## THE PROBLEM
Work out how many lines in the entries below include the word "with", and give only that figure.

## Stored data entries
——————

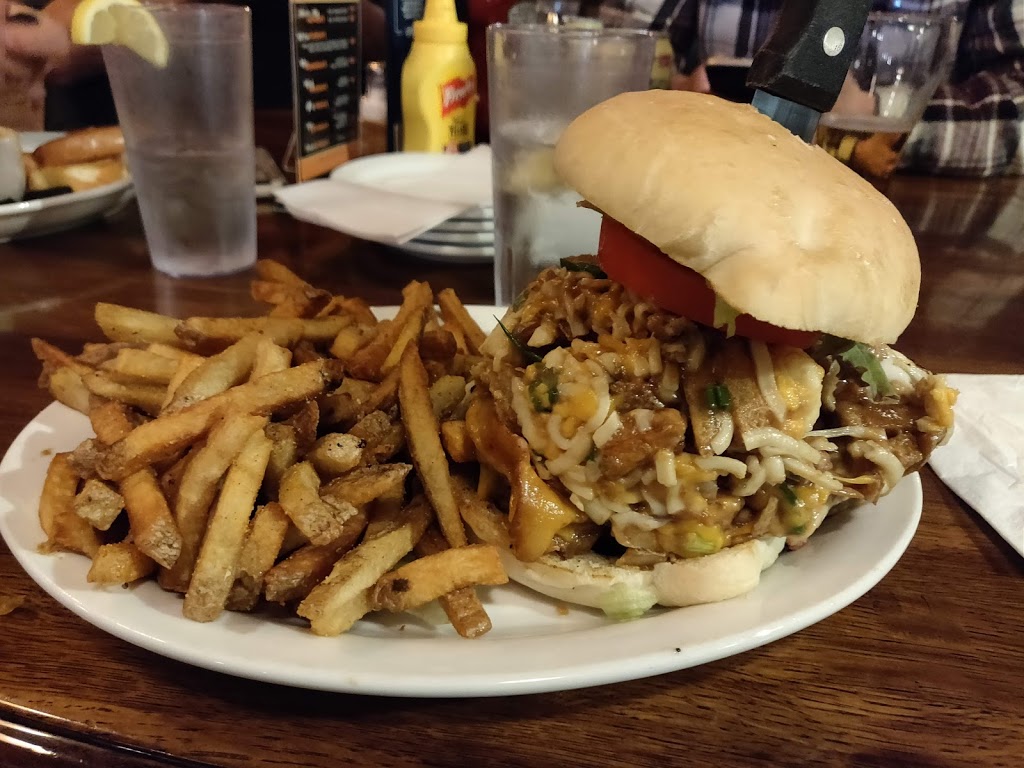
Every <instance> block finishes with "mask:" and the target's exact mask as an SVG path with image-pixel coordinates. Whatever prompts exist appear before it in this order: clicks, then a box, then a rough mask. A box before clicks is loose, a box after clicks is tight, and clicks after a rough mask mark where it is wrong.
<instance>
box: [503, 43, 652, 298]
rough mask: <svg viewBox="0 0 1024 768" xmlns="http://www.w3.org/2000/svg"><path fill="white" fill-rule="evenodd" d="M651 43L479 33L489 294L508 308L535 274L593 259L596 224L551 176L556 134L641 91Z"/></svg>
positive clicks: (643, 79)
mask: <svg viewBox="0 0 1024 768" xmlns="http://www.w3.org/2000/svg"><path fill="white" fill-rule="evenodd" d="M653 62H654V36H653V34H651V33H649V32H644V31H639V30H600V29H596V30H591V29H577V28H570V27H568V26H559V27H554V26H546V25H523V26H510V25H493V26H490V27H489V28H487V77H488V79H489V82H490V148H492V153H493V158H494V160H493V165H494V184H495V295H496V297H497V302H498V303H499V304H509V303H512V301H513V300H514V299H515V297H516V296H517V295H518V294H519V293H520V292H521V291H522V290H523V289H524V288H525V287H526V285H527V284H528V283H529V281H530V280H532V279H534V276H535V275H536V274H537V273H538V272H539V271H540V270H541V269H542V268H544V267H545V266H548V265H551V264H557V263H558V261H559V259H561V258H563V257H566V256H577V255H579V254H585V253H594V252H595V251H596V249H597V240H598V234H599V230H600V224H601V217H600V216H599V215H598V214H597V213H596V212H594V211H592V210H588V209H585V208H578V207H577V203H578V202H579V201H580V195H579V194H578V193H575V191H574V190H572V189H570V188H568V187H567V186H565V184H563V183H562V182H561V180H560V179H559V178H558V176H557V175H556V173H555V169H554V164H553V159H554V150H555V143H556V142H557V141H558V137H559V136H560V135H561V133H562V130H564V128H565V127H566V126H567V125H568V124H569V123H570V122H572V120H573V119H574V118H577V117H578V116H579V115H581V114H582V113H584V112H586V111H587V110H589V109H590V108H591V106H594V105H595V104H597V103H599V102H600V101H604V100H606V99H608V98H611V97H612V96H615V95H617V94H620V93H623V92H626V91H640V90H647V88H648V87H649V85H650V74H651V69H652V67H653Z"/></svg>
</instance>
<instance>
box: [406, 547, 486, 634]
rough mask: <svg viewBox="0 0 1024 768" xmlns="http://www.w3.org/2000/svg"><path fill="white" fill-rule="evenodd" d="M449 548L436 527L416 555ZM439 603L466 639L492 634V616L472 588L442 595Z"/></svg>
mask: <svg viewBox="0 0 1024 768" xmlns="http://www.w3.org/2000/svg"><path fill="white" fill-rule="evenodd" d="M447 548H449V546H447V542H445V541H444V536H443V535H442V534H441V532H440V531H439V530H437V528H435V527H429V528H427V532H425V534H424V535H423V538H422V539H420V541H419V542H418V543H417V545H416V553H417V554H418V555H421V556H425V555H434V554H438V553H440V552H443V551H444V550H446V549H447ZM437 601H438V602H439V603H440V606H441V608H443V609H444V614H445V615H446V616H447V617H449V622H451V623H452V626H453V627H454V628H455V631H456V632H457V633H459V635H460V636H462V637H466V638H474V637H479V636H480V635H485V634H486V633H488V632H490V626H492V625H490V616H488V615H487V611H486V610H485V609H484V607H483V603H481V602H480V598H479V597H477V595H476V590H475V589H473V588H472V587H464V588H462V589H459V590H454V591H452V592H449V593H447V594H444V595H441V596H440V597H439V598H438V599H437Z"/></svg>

——————

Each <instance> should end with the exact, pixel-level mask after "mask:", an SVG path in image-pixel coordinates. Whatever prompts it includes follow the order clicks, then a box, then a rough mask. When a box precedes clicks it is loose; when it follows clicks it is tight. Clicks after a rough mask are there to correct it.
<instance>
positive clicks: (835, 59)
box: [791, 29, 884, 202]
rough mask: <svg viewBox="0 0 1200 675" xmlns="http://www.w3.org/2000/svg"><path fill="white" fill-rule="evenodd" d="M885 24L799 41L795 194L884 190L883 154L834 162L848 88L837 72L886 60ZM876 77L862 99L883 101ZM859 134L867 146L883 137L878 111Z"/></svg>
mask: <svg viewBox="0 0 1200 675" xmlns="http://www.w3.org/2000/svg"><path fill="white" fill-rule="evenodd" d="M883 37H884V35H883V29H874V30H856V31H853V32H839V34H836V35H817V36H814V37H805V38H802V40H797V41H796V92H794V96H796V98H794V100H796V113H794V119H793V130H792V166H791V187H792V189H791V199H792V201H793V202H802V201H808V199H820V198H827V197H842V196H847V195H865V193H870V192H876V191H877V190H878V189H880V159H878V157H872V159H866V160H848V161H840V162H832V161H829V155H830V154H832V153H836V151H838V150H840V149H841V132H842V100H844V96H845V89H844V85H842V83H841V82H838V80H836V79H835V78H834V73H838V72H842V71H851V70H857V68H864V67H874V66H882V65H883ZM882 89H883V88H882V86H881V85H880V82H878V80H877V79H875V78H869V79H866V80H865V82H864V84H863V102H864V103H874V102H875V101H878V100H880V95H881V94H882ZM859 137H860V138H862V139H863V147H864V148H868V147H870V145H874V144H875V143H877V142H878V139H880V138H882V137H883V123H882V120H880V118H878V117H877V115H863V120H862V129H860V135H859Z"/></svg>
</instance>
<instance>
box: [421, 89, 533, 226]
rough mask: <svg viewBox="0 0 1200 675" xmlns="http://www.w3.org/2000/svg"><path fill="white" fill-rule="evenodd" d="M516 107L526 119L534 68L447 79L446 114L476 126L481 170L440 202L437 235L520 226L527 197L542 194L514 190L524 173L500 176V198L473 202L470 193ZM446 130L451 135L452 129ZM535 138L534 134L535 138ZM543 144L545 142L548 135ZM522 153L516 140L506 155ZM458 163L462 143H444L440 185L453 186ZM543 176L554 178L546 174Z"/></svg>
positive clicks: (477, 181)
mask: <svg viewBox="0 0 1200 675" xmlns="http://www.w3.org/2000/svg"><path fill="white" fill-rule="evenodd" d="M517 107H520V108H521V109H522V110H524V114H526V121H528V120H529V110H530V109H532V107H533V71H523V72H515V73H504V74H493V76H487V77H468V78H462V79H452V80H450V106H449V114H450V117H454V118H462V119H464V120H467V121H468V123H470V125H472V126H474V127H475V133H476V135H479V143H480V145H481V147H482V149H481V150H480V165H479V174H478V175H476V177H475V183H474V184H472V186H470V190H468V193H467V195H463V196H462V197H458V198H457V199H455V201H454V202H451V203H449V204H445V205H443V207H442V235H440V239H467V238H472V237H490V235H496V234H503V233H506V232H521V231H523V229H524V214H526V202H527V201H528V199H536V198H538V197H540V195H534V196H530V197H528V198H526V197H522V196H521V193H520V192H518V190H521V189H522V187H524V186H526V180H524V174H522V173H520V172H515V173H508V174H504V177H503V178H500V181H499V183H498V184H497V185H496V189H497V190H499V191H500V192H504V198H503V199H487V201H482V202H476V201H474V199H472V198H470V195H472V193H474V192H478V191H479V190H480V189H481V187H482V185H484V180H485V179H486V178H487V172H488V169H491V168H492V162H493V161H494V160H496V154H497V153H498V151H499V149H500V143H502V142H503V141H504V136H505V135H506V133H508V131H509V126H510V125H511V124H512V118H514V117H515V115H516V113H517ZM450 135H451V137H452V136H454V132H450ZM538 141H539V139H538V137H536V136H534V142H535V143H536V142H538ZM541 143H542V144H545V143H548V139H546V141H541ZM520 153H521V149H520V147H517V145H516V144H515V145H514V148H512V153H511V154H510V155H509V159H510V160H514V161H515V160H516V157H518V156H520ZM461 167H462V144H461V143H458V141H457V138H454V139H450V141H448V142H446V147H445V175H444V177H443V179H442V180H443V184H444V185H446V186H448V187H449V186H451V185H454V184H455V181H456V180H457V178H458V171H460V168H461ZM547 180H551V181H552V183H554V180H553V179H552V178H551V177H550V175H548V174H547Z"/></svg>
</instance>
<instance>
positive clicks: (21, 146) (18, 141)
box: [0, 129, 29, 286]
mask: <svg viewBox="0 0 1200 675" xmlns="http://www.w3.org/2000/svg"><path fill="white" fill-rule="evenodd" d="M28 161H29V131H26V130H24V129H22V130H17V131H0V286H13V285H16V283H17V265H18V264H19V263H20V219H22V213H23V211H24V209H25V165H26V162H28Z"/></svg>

——————

## TASK SOLUTION
2